> _What this task involves_: Write out exactly the lines from the line that contains "Every instance gets a single point. Point out the leaf" through the final line of the listing below, and no others.
** Data supplied follows **
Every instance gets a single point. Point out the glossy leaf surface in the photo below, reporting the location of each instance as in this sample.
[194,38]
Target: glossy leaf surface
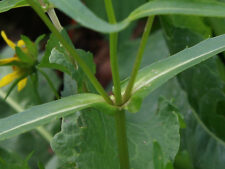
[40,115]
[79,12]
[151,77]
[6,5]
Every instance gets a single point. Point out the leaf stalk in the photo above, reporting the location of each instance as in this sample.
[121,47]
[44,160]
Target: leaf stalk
** End of Data supplied **
> _Exercise answer_:
Every instance gets a single point. Point out the leaf stalk in the photo above, reporting the location of each instance as in this sample.
[121,47]
[44,160]
Target: leaf stalk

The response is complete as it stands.